Assigned task -> In full and exactly, reproduce the entries below, but omit the pictures.
━━ Record set
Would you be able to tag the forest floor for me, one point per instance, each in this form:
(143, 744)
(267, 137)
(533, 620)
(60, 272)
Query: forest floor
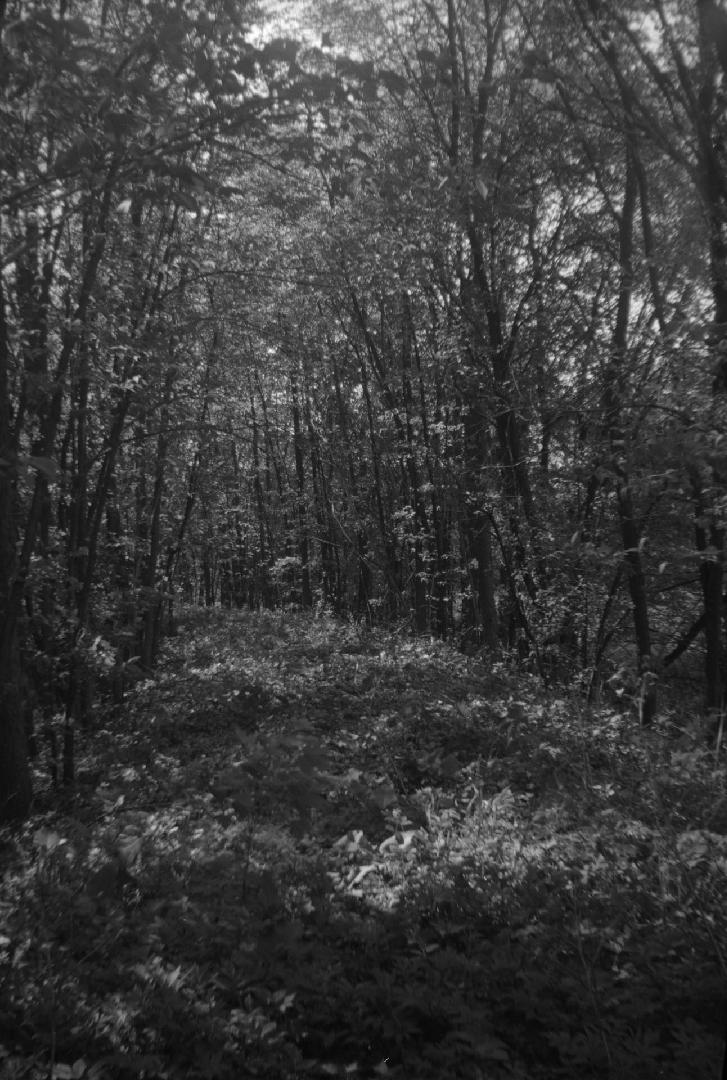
(303, 849)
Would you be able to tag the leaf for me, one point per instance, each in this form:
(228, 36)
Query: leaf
(482, 187)
(78, 27)
(129, 850)
(46, 839)
(385, 796)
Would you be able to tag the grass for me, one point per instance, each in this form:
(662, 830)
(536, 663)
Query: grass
(308, 850)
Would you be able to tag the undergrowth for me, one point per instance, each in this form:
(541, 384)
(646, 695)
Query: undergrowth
(308, 850)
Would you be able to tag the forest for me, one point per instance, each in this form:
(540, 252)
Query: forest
(363, 520)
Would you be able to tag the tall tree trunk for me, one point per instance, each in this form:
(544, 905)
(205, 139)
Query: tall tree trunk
(15, 784)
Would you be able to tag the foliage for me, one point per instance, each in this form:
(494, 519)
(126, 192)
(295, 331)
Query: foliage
(308, 849)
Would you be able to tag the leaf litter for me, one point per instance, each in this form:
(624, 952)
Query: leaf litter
(308, 849)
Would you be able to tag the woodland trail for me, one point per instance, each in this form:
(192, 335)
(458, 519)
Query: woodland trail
(305, 850)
━━━━
Response box ->
Would you be able to tag the forest floor for me, one point per instance, each in this form:
(143, 744)
(267, 137)
(533, 620)
(60, 272)
Query: forest floor
(303, 849)
Would you be able to tag the leaf for me, one point per instance, each in this form:
(228, 36)
Query: leaf
(482, 187)
(78, 27)
(129, 850)
(46, 839)
(385, 796)
Would you be able to tag the grass for me, one point per instance, each in this form:
(662, 830)
(536, 663)
Query: grass
(308, 850)
Would you be able to tag the undergrowth for me, one point per instance, each in this form:
(541, 384)
(646, 695)
Query: undergrowth
(308, 850)
Would you be able to tag the forest for me, one point per instance, each in this form:
(540, 252)
Query: forest
(363, 520)
Would you be able to tag the tall tree trunk for me, one point per instance, each in this form:
(544, 905)
(205, 139)
Query: tall tree trunk
(15, 784)
Would you be able to tag the foliage for me, one point per instance, each in this form:
(494, 519)
(126, 192)
(295, 331)
Query: foliage
(308, 849)
Would you be able to tag the leaf litter for me, one point per instance, each in this form:
(624, 952)
Query: leaf litter
(308, 849)
Would you be able to tag the woodland trail for me, one point per instance, each in this form:
(192, 335)
(458, 519)
Query: woodland trail
(305, 850)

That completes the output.